[Opening Data records section]

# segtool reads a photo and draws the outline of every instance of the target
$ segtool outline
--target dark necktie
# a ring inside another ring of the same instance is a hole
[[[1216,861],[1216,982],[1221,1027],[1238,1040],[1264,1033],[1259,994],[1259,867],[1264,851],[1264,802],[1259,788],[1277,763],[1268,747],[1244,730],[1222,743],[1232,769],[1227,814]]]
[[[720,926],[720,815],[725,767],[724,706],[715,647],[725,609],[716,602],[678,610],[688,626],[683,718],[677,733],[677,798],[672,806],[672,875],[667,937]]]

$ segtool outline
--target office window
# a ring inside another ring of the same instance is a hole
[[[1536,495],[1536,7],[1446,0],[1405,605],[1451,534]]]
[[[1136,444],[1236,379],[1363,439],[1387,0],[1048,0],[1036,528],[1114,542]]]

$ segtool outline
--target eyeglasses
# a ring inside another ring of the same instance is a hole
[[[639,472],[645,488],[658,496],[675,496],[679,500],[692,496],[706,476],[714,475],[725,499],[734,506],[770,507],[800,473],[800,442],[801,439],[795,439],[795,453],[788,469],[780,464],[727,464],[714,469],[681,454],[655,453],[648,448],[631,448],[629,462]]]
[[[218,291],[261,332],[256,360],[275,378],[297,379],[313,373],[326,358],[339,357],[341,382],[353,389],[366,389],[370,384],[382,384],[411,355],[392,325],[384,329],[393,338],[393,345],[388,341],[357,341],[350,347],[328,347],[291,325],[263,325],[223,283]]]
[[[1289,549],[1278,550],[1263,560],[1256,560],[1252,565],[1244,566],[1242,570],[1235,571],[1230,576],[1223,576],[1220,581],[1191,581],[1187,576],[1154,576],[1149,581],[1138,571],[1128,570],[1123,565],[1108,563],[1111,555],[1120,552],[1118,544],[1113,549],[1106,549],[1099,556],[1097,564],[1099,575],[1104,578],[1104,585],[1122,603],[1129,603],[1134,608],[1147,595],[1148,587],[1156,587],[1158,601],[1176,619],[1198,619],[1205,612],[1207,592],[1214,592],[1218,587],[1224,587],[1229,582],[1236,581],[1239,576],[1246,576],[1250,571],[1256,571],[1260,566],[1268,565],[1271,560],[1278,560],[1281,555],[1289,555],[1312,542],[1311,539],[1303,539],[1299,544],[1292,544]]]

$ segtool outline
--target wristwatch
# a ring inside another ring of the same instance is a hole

[Closing Data records section]

__Task to carry out__.
Nothing but the lines above from the one containing "--target dark necktie" through the one containing "--target eyeglasses" should appear in the answer, each repeated exactly.

__Reply to the exercise__.
--target dark necktie
# a ring inside another ring of the same instance is a hole
[[[1216,861],[1216,982],[1221,1027],[1238,1040],[1264,1033],[1259,994],[1259,867],[1264,851],[1264,802],[1259,788],[1277,763],[1268,747],[1244,730],[1222,743],[1232,769],[1227,814]]]
[[[720,926],[720,815],[725,767],[724,706],[715,647],[725,609],[716,602],[678,610],[688,626],[683,718],[677,733],[677,798],[672,806],[672,875],[667,937]]]

$ segtool outline
--target office window
# a ring inside another ring of the same instance is a hole
[[[1536,495],[1536,7],[1446,0],[1405,605],[1451,534]]]
[[[1136,444],[1236,379],[1363,439],[1387,0],[1048,0],[1036,528],[1114,542]]]

$ segtool outline
--target eyeglasses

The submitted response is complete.